[Given text Boundary: Start]

At long last, Allen’s E.R. malpractice bill signed
side note: IT’S NOW HARDER TO SUE AN ER DOCTOR IN ARIZONA: The Arizona Governor signed a bill into law this week that raises the burden of proof for medical malpractice lawsuits against emergency room physicians. The bill raises the burden of proof for plaintiffs in malpractice suits against emergency room doctors from “preponderance of evidence” that the physician is guilty of malpractice, meaning the charge is more likely true than not, to “clear and convincing evidence,” the highest burden of proof in civil cases. This will likely have a positive impact on ER healthcare workers malpractice insurance premiums.
by Jeremy Duda
AZ Capitol Times
A four-year battle for Sen. Carolyn Allen came to end with a stroke of the governor’s pen.
Gov. Jan Brewer on July 13 signed S1018, which raises the burden of proof for medical malpractice lawsuits against emergency room physicians. Allen, a Scottsdale Republican, had tried unsuccessfully for years to get the measure passed, only to see it fail to reach the governor’s desk.
The bill raises the burden of proof for plaintiffs in malpractice suits against emergency room doctors from “preponderance of evidence” that the physician is guilty of malpractice, meaning the charge is more likely true than not, to “clear and convincing evidence,” the highest burden of proof in civil cases.
Allen said legislation will encourage more doctors to practice emergency medicine in the state.
“What this is more about than anything for me is that we need to have more doctors that are willing to work in the emergency rooms, and this would give them, I think, more comfort that indeed the standards for a lawsuit would now be clear and convincing versus preponderance of evidence,” she said. “This is not to prevent anybody from having redress when they have been harmed.”
Elizabeth Baskett, of the Arizona Hospital and Healthcare Association, said emergency room physicians generally do not have a patient’s medical history, and as a result are more likely to err in their treatment. Those factors make them more susceptible to lawsuits, she said, which is a deterrent keeping many doctors out of emergency medicine.

[Given text Boundary: End]
[Records Boundary: Start]

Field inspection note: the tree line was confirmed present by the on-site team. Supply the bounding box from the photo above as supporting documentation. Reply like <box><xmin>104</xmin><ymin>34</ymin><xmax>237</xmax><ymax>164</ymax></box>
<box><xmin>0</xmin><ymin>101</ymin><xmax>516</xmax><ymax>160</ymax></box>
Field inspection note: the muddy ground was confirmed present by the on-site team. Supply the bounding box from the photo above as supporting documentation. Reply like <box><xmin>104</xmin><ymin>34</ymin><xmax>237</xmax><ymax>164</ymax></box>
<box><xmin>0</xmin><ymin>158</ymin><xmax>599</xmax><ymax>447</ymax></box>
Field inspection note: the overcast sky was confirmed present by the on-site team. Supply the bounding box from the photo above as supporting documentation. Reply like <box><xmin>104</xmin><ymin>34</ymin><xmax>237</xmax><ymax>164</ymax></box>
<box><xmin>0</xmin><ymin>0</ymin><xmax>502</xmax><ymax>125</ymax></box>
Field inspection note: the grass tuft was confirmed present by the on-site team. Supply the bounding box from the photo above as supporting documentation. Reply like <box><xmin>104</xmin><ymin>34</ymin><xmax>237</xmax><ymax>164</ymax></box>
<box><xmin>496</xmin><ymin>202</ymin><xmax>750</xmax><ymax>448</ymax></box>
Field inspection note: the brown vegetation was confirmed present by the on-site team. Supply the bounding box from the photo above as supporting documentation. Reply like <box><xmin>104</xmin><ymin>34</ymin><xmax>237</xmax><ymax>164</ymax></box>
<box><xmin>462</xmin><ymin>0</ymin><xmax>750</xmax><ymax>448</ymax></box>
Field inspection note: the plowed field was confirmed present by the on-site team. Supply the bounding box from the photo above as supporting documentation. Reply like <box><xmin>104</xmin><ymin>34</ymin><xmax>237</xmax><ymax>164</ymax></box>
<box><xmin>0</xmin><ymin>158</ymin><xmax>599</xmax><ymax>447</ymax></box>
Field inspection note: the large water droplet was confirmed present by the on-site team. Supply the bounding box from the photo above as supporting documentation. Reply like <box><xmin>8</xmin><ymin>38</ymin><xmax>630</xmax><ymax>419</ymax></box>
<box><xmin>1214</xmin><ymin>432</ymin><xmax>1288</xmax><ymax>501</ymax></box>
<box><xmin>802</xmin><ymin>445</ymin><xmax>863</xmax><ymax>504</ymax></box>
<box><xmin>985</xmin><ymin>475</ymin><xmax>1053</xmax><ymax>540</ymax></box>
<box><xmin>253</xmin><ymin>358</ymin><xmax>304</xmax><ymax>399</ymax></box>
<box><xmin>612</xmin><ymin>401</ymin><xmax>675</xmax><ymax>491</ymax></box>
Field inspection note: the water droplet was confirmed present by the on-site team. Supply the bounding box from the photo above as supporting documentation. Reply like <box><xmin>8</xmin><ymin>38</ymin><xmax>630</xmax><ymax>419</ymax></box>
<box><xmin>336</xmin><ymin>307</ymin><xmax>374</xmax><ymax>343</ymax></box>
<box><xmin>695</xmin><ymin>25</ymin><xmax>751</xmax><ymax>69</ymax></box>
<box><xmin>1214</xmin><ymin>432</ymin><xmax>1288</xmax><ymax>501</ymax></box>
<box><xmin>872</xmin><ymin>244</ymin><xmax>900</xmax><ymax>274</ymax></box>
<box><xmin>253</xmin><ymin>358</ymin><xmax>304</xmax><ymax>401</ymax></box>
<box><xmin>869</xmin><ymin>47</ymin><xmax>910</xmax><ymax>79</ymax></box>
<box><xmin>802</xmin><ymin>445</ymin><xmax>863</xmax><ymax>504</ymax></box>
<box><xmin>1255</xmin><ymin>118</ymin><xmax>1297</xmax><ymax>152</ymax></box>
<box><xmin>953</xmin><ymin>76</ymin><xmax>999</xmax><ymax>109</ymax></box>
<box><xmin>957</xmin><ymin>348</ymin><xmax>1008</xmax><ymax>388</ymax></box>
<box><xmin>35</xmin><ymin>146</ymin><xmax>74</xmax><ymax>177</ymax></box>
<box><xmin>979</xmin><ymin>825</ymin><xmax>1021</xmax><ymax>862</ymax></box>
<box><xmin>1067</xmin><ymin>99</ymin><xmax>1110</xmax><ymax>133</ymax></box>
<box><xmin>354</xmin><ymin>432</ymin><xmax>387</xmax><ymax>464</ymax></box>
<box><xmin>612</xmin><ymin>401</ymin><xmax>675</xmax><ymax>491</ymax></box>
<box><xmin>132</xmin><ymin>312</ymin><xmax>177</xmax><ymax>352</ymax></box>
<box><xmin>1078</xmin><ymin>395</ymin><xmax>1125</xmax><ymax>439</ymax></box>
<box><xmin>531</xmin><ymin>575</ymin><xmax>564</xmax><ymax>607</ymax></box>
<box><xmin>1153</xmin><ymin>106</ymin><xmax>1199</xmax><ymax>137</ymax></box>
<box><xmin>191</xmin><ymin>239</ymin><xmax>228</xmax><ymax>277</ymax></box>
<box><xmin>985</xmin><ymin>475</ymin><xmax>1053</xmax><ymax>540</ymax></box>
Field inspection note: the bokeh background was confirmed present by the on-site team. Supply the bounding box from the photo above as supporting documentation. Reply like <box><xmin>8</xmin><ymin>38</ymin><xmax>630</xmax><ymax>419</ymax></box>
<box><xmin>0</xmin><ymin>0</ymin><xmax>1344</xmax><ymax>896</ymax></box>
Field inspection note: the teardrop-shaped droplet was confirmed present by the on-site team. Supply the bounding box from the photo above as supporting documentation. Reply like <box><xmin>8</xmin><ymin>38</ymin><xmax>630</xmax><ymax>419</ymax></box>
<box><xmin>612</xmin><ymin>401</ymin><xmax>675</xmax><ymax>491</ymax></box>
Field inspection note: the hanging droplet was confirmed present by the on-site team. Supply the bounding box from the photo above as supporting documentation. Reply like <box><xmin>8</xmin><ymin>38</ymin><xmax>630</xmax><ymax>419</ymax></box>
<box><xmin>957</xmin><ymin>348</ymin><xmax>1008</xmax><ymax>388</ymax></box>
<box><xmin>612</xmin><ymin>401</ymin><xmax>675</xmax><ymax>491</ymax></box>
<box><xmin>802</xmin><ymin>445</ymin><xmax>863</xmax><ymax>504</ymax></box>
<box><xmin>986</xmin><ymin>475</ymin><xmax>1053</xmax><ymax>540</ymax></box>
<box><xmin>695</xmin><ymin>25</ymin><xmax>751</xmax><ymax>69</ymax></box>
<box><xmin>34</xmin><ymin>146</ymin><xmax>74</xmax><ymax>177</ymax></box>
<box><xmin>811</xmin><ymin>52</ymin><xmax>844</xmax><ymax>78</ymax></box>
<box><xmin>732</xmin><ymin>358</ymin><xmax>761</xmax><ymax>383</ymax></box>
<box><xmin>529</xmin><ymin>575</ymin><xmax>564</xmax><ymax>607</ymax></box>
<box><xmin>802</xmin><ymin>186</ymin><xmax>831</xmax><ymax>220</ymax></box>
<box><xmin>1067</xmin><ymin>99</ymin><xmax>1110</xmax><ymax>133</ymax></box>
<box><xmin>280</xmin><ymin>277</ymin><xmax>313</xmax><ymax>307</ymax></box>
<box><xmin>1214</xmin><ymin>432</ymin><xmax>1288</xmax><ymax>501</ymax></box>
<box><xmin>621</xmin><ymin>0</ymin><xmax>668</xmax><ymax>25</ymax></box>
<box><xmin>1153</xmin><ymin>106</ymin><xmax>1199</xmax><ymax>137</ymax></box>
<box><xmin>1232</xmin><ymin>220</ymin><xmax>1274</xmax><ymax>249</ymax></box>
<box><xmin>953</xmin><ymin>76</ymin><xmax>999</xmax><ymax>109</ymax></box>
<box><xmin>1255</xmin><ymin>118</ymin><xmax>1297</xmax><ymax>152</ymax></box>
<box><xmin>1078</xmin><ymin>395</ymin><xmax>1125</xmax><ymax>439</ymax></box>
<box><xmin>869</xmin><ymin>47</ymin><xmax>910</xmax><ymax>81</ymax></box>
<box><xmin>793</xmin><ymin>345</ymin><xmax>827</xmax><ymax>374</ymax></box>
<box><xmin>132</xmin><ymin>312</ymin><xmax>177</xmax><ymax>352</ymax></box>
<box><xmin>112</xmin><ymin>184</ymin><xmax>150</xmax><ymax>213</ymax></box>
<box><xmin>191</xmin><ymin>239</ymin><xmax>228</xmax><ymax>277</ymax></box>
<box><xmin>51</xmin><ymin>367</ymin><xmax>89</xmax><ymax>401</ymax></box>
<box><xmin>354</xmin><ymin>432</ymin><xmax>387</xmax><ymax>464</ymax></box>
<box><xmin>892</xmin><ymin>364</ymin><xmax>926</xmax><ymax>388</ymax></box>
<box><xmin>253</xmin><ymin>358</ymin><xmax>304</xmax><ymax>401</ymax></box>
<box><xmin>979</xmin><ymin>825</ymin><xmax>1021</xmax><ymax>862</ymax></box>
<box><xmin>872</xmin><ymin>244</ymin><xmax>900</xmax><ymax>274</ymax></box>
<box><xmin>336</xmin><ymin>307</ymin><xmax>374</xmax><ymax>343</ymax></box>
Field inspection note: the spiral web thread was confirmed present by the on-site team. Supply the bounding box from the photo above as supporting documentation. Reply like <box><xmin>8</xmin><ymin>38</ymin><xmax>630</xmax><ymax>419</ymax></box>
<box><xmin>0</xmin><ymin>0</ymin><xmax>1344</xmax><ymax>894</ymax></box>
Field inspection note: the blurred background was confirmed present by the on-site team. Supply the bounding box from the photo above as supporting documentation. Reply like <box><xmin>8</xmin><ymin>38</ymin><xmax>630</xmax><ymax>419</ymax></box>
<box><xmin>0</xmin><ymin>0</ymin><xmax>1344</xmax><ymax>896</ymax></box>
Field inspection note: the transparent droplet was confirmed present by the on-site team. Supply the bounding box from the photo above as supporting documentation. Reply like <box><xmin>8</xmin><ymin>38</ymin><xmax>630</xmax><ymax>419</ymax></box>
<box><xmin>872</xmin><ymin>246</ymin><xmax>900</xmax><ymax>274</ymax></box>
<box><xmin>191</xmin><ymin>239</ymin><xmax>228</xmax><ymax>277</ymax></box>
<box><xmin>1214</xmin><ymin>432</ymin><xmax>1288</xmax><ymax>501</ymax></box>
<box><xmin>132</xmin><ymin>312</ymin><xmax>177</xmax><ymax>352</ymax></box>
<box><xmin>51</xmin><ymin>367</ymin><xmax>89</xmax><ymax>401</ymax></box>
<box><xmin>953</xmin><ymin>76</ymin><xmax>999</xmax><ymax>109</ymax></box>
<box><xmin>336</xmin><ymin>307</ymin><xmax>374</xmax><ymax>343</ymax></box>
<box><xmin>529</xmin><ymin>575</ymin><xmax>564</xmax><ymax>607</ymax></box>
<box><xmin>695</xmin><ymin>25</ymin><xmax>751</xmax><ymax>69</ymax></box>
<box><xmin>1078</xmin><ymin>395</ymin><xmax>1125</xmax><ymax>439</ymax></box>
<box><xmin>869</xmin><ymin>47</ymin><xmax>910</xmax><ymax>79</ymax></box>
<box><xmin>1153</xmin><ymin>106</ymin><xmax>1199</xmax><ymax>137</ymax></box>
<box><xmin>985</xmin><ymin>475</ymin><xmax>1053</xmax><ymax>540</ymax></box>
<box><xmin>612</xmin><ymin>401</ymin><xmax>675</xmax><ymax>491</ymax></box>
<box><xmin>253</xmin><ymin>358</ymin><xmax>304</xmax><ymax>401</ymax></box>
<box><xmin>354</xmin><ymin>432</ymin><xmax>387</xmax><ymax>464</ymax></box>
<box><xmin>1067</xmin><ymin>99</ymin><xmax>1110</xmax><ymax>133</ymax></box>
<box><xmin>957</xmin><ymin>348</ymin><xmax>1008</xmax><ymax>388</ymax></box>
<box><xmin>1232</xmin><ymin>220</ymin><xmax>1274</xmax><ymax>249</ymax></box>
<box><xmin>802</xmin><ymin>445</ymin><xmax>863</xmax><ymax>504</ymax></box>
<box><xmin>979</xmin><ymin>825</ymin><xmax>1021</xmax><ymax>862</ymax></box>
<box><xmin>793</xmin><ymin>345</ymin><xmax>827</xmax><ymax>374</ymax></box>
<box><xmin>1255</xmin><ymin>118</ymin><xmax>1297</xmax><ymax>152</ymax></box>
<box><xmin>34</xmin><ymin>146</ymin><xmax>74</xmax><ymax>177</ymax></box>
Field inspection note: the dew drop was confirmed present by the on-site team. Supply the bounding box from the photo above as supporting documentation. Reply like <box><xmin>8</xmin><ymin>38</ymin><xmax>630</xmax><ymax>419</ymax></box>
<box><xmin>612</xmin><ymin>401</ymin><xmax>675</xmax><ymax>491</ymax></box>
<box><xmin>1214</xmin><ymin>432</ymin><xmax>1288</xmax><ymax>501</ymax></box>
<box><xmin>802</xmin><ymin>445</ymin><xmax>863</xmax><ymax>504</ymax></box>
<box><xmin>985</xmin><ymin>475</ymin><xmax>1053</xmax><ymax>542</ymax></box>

[Records Boundary: End]

# How to complete this task
According to the article on Arizona's emergency room malpractice bill, which standard of proof did plaintiffs have to meet before the new law? Rely only on the text to respond.

# Reply to the exercise
They had to show a "preponderance of evidence," meaning the charge was more likely true than not.